◆ Given data:
- - -

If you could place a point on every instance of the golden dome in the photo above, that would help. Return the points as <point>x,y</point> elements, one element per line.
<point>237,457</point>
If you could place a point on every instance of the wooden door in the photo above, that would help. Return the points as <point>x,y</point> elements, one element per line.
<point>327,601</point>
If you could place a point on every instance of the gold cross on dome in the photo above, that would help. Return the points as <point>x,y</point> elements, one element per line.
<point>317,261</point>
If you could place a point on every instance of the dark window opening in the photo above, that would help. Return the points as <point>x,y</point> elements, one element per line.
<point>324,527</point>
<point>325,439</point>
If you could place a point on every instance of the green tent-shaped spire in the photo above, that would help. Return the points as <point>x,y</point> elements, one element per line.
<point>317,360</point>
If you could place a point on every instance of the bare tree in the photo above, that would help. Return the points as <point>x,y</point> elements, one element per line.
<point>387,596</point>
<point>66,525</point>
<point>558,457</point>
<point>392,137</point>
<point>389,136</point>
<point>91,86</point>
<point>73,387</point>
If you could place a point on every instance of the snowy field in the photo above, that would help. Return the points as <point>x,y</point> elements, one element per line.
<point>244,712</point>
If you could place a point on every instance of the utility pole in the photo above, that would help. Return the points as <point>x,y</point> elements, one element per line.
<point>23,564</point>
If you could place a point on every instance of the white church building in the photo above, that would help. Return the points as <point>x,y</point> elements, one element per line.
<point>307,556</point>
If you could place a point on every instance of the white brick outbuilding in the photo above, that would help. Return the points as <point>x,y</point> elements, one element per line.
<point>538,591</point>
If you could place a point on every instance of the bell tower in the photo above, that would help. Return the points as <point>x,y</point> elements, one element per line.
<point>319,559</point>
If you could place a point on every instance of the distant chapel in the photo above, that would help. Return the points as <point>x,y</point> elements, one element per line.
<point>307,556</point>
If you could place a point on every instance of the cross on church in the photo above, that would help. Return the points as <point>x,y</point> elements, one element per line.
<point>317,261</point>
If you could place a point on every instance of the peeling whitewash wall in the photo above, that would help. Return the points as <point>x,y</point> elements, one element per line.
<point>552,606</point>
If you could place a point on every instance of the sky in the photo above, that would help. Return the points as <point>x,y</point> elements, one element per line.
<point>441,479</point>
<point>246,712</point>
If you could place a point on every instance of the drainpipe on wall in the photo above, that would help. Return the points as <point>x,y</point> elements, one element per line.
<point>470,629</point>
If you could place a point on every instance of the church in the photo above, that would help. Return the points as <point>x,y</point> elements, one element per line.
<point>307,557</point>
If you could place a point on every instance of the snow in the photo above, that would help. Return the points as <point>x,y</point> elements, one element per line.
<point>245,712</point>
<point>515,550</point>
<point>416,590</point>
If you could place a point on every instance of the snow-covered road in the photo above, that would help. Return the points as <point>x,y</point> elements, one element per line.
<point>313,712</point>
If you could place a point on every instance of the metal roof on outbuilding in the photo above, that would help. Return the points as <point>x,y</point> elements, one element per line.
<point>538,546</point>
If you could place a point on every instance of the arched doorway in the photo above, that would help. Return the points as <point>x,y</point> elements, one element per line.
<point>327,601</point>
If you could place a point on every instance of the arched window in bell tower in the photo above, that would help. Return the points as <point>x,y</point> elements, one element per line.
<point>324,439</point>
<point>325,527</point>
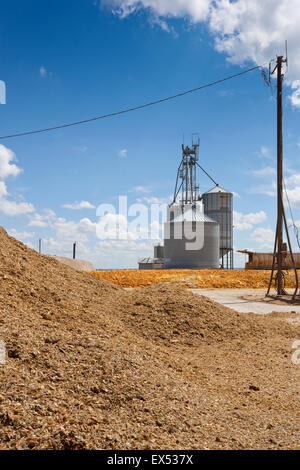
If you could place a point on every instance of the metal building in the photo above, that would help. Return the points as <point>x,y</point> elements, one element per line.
<point>159,252</point>
<point>218,204</point>
<point>198,232</point>
<point>186,218</point>
<point>182,250</point>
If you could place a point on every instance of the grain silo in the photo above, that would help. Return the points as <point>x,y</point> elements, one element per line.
<point>218,205</point>
<point>191,237</point>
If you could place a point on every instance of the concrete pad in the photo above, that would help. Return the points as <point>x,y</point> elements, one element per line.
<point>233,298</point>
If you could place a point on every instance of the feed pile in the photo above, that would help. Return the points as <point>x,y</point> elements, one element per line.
<point>91,366</point>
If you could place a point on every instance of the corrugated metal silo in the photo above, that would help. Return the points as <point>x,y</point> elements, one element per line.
<point>177,250</point>
<point>159,251</point>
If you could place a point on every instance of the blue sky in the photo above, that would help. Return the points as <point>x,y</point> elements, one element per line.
<point>64,61</point>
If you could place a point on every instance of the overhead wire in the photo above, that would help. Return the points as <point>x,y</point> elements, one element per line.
<point>128,110</point>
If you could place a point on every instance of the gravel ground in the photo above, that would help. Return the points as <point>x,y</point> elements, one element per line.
<point>91,366</point>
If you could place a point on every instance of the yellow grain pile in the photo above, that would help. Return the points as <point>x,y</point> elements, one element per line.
<point>206,278</point>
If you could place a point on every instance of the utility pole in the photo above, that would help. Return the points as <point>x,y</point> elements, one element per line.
<point>280,289</point>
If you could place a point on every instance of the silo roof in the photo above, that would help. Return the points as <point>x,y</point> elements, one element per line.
<point>193,216</point>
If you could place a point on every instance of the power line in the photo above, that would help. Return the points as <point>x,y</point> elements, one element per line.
<point>128,110</point>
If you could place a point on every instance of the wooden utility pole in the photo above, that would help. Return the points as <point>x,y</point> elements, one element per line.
<point>74,250</point>
<point>280,288</point>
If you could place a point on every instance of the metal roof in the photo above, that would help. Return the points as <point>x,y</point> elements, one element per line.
<point>217,189</point>
<point>193,216</point>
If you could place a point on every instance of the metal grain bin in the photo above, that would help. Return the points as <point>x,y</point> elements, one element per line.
<point>218,205</point>
<point>177,256</point>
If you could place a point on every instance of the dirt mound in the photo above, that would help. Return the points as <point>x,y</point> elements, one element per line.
<point>164,313</point>
<point>88,367</point>
<point>78,264</point>
<point>190,278</point>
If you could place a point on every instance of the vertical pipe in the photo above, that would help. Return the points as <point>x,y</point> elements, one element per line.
<point>279,176</point>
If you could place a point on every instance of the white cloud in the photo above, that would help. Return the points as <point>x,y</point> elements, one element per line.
<point>7,168</point>
<point>20,235</point>
<point>265,237</point>
<point>13,208</point>
<point>141,189</point>
<point>123,153</point>
<point>246,221</point>
<point>269,189</point>
<point>155,200</point>
<point>79,205</point>
<point>43,71</point>
<point>197,10</point>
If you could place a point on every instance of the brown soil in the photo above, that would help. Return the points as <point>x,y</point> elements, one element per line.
<point>189,278</point>
<point>91,366</point>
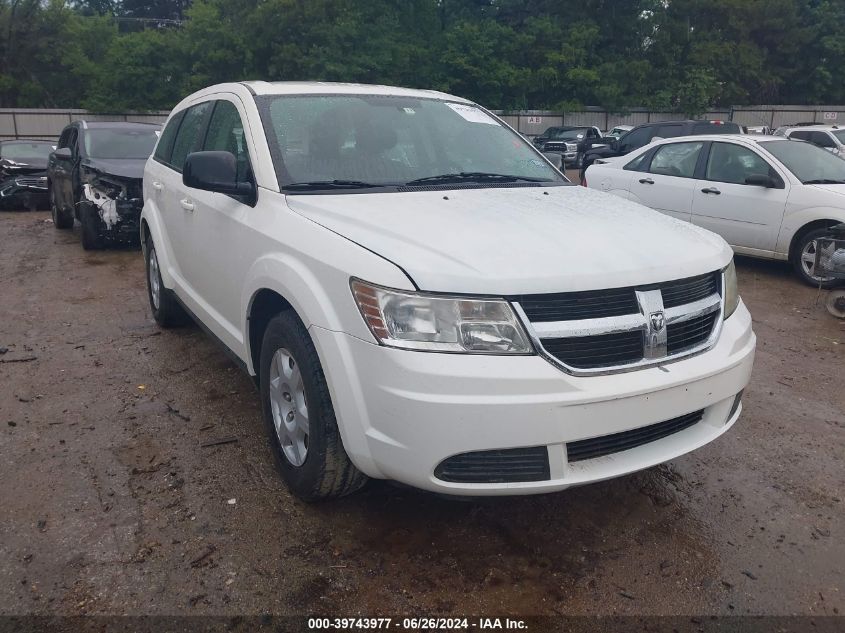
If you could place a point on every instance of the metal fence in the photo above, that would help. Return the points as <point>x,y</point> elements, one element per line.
<point>48,124</point>
<point>533,122</point>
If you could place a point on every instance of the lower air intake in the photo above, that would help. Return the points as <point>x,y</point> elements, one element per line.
<point>618,442</point>
<point>496,467</point>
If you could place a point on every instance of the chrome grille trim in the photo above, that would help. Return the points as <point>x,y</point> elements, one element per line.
<point>655,351</point>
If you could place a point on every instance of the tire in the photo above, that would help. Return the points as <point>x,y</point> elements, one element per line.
<point>295,400</point>
<point>92,237</point>
<point>802,252</point>
<point>165,308</point>
<point>61,219</point>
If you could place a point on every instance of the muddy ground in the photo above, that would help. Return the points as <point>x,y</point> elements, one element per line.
<point>111,503</point>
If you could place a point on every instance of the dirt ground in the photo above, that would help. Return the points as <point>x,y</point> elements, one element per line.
<point>112,503</point>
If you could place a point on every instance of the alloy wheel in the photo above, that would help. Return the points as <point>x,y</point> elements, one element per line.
<point>289,406</point>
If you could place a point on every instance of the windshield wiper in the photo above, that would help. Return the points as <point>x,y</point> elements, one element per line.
<point>474,176</point>
<point>317,185</point>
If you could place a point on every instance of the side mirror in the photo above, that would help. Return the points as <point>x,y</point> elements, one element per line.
<point>554,159</point>
<point>215,171</point>
<point>760,180</point>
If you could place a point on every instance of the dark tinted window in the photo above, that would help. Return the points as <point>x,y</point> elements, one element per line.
<point>188,138</point>
<point>676,159</point>
<point>822,139</point>
<point>226,133</point>
<point>64,139</point>
<point>734,163</point>
<point>120,142</point>
<point>22,152</point>
<point>635,139</point>
<point>168,135</point>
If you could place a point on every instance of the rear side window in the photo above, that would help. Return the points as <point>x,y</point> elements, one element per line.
<point>226,133</point>
<point>822,139</point>
<point>676,159</point>
<point>734,163</point>
<point>188,138</point>
<point>168,135</point>
<point>635,139</point>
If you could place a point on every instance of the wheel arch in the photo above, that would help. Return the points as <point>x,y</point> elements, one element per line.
<point>806,228</point>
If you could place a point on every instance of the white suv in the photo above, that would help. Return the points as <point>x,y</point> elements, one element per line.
<point>422,297</point>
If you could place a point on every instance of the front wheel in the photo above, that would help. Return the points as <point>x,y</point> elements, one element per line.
<point>299,415</point>
<point>61,219</point>
<point>804,260</point>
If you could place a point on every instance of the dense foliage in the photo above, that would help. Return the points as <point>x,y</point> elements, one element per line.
<point>684,55</point>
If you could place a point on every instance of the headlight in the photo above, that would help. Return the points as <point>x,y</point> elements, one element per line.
<point>731,292</point>
<point>440,323</point>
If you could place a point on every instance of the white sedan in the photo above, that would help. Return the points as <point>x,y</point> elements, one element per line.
<point>768,196</point>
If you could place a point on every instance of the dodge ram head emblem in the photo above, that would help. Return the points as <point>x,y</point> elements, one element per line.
<point>657,321</point>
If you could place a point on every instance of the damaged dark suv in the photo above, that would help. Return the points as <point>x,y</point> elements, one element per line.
<point>23,174</point>
<point>95,176</point>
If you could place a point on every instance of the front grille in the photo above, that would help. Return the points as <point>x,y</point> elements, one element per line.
<point>571,306</point>
<point>499,466</point>
<point>593,352</point>
<point>600,331</point>
<point>626,440</point>
<point>596,304</point>
<point>676,293</point>
<point>688,334</point>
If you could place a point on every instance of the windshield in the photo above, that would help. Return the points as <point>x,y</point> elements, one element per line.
<point>567,134</point>
<point>25,152</point>
<point>392,141</point>
<point>809,163</point>
<point>118,143</point>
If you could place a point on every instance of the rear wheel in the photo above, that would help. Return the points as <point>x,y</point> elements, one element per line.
<point>61,219</point>
<point>804,260</point>
<point>299,415</point>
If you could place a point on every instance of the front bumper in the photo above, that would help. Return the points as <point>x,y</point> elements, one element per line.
<point>125,227</point>
<point>23,193</point>
<point>401,413</point>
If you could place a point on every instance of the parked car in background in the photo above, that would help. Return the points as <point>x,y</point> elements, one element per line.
<point>94,176</point>
<point>644,134</point>
<point>422,297</point>
<point>768,196</point>
<point>618,131</point>
<point>23,174</point>
<point>571,142</point>
<point>829,137</point>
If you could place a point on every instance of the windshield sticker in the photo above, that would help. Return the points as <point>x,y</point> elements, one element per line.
<point>472,114</point>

- - -

◆ Set task: Please rewrite the entries from the line with "the wooden door" up to and including the line with "<point>319,559</point>", replacing "that would help" with "that would be useful" and leaving everything else unchanged. Give only those lines.

◆ Output for this exercise:
If you could place a point on every instance of the wooden door in the photo above, that would be useful. Return the points as <point>x,y</point> elements, one element per line.
<point>327,601</point>
If you could place a point on every instance of the gold cross on dome in the photo above, that would be useful. Return the points as <point>x,y</point> elements, one element per line.
<point>317,261</point>
If you could place a point on every instance of the dark window opening in the photo above, that would be useful. Return the points as <point>x,y</point> elements, one element per line.
<point>324,527</point>
<point>325,439</point>
If you could place a point on every instance of the green tent-shaped spire in the photo above, that would be useful. Return the points as <point>x,y</point> elements, one element per line.
<point>317,360</point>
If you could place a point on every instance of the bare tree in the photo above, that would be useful. Return the points as <point>x,y</point> elements, one element per line.
<point>387,596</point>
<point>66,525</point>
<point>558,457</point>
<point>392,137</point>
<point>389,136</point>
<point>91,86</point>
<point>73,387</point>
If you could place a point on every instance of the snowy field in the photo above, that would be useful. Return the points as <point>x,y</point> elements, one element per line.
<point>244,712</point>
If you could place a point on every instance of the utility pole in the photo above, that would be useful. Return the points as <point>x,y</point> elements, one element per line.
<point>23,564</point>
If you could place a point on every instance of the white church building in the photo above, that would be useful. Return the points as <point>x,y</point> elements, one element per line.
<point>307,556</point>
If you could place a point on every instance of the white brick outbuilding in the photo above, that would be useful. Return the points as <point>x,y</point> elements, one element per line.
<point>538,591</point>
If you could place a point on every instance of the bell tower in the photo above, that would be useful. Return the points as <point>x,y</point> elements, one element per line.
<point>319,559</point>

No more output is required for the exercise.